** Excerpt follows **

United States District Court, D. New Jersey
Jun 14, 2024
2:23-cv-06278 (BRM) (AME) (D.N.J. Jun. 14, 2024)

Opinion

2:23-cv-06278 (BRM) (AME)

06-14-2024

MARCO PALAZZI and PIERANGELA BONELLI, Plaintiffs, v. CIGNA HEALTH AND LIFE INSURANCE COMPANY, et al., Defendants.


Not For Publication

OPINION

HON. BRIAN R. MARTINOTTI UNITED STATES DISTRICT JUDGE

Before the Court is Defendant Cigna Health and Life Insurance Company's (“Defendant”) Motion to Dismiss (ECF No. 47) Plaintiffs Marco Palazzi (“Palazzi”) and Pierangela Bonelli's (“Bonelli”) (collectively, “Plaintiffs”) Second Amended Complaint (“SAC”) (ECF No. 41), pursuant to Federal Rule of Civil Procedure 12(b)(6) for failure to state a claim. Plaintiffs filed an Opposition (ECF No. 55), and Defendant filed a Reply (ECF No. 56). Having reviewed the submissions filed in connection with Defendant's Motion and having declined to hold oral argument pursuant to Federal Rule of Civil Procedure 78(b), for the reasons set forth below and for good cause having been shown, Defendant's Motion to Dismiss (ECF No. 47) is DENIED.

Plaintiffs note Palazzi's last name was misspelled as “Pallazi” in the original pleading and in the First Amended Complaint (“FAC”), so they corrected this misspelling in the Second Amended Complaint (“SAC”) and in their Opposition to Defendant's Motion to Dismiss. (See ECF No. 55 at 1 n.1; compare ECF No. 10, with ECF No. 41.) The Court uses the corrected spelling herein.

** End of Excerpt **
** Supplied data follows **

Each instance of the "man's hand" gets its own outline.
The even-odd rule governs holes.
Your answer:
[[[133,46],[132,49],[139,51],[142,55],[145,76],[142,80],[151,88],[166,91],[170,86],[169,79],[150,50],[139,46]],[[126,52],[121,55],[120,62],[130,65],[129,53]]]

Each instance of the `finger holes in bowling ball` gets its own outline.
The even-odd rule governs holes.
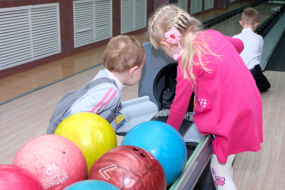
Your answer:
[[[146,157],[146,156],[145,156],[145,154],[143,154],[143,153],[141,153],[141,156],[144,158]]]

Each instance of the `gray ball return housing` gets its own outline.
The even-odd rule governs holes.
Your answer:
[[[124,136],[132,128],[144,121],[166,122],[174,99],[177,61],[162,50],[152,48],[150,42],[144,43],[143,46],[146,61],[139,84],[139,97],[122,103],[123,109],[118,115],[122,115],[124,120],[117,124],[118,135]],[[193,95],[190,103],[194,101]],[[187,147],[188,160],[180,177],[168,187],[169,190],[215,189],[209,162],[213,152],[212,137],[199,132],[193,122],[193,103],[190,103],[178,131]]]

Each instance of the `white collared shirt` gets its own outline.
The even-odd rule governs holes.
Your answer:
[[[233,38],[238,38],[243,42],[245,48],[240,55],[249,69],[260,63],[263,47],[262,36],[254,32],[252,29],[246,28]]]
[[[125,87],[125,86],[123,85],[123,84],[119,80],[119,79],[117,78],[116,76],[111,72],[111,71],[108,70],[106,68],[105,68],[105,70],[106,71],[106,72],[107,73],[108,75],[110,76],[111,79],[115,80],[115,82],[116,82],[116,83],[117,84],[117,85],[118,86],[118,88],[120,89],[120,90],[121,91],[122,89],[123,89],[123,88]]]

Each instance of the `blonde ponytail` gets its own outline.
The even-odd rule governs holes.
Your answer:
[[[211,70],[205,66],[207,62],[202,62],[201,54],[219,56],[213,52],[201,38],[198,40],[195,39],[194,41],[199,32],[204,30],[202,24],[173,4],[159,9],[151,16],[149,20],[147,35],[156,48],[160,46],[160,42],[164,38],[165,32],[170,30],[173,27],[177,29],[182,35],[180,37],[180,44],[182,49],[184,50],[181,60],[183,77],[190,82],[192,81],[192,85],[195,87],[196,81],[196,76],[193,73],[193,66],[200,66],[209,73]],[[186,39],[183,37],[189,33],[192,34],[191,39]],[[194,62],[193,60],[196,53],[199,61],[198,63]],[[187,74],[187,70],[190,75],[190,78]]]

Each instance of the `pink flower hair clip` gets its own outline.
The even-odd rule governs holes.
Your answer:
[[[183,53],[183,50],[181,49],[180,51],[179,50],[181,48],[180,47],[180,38],[181,36],[180,33],[177,30],[177,29],[174,27],[172,27],[171,30],[167,31],[165,32],[164,36],[166,38],[166,41],[172,44],[178,44],[179,46],[178,50],[177,53],[173,55],[173,58],[175,60],[178,60],[181,57]]]
[[[165,32],[164,35],[164,36],[166,38],[166,41],[172,44],[179,43],[180,40],[179,36],[181,36],[177,29],[174,27],[172,27],[171,30]]]

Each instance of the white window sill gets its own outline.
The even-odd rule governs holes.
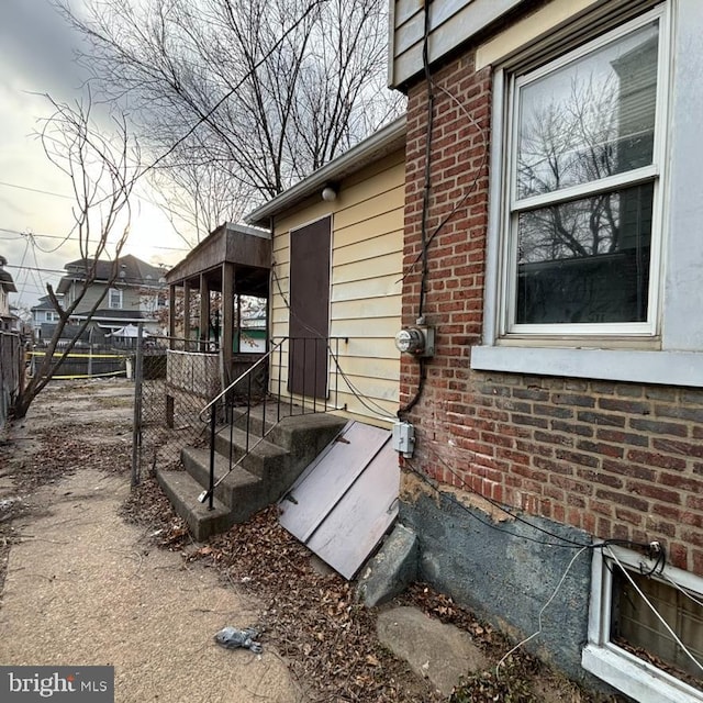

** End of Supplied data **

§ **Exercise directions**
Continue the court opinion on Cigna's motion to dismiss, starting after its final sentence.

§ **Response for this exercise**
I. Background

A. Factual Background

The factual background is taken from the allegations in the SAC (ECF No. 41), as well as the exhibits Defendant submitted under seal in support of its motion to dismiss the FAC (ECF No. 15). The Court notes Defendant did not re-attach these exhibits to its Motion to Dismiss the SAC, but because Judge Vazquez considered these documents in deciding Defendant's motion to dismiss the FAC (ECF No. 35 at 2 n.2) and because Plaintiff does not appear to object to the Court considering these documents on which Plaintiffs' claim is based (see ECF No. 55), the Court considers these exhibits in deciding Defendant's Motion. A district court may consider “exhibits attached to the complaint and matters of public record” as well as “an undisputedly authentic document that a defendant attaches as an exhibit to a motion to dismiss if the plaintiff's claims are based on the document.” Pension Benefit Guar. Corp. v. White Consol. Indus., Inc., 998 F.2d 1192, 1196 (3d Cir. 1993) (citations omitted). However, the Court does not consider the additional factual allegations contained in Plaintiffs' Opposition (see ECF No. 55) because “[i]t is axiomatic that the complaint may not be amended by the briefs in opposition to a motion to dismiss.” Pa. ex rel. Zimmerman v. PepsiCo, Inc., 836 F.2d 173, 181 (3d Cir. 1988).

For the purpose of this Motion to Dismiss, the Court accepts the factual allegations in the SAC as true and draws all inferences in the light most favorable to Plaintiffs. See Phillips v. Cnty. of Allegheny, 515 F.3d 224, 228 (3d Cir. 2008). The Court may also consider any “document integral to or explicitly relied upon in the complaint.” In re Burlington Coat Factory Sec. Litig., 114 F.3d 1410, 1426 (3d Cir. 1997) (quoting Shaw v. Digit. Equip. Corp., 82 F.3d 1194, 1220 (1st Cir. 1996)).

This action arises out of Defendant's failure to pay for medical services rendered to Bonelli that it originally agreed would be covered. (See generally ECF No. 41.) Plaintiffs are individuals who reside in West New York, New Jersey. (Id. ¶ 1.) Defendant is a corporation authorized to do business in the State of New Jersey and maintains offices throughout New Jersey, including one in Morristown, New Jersey. (Id. ¶ 2.) Defendant also administers the employee welfare benefit plan, the Om Log USA, Inc. OAPIN Plan (the “Plan”), through which Plaintiffs maintain health insurance. (Id. ¶¶ 6-9.) The Plan was established by Palazzi's employer, Om Log USA, Inc. (Id. ¶ 7; see also ECF No. 15, Ex. C.)

While the SAC does not allege the relationship between Palazzi and Bonelli, it alleges “Palazzi is an ‘eligible employee' within the meaning of the Plan” and “Bonelli [is] an ‘eligible dependent' within the meaning of the Plan.” (ECF No. 41 ¶¶ 8-9.)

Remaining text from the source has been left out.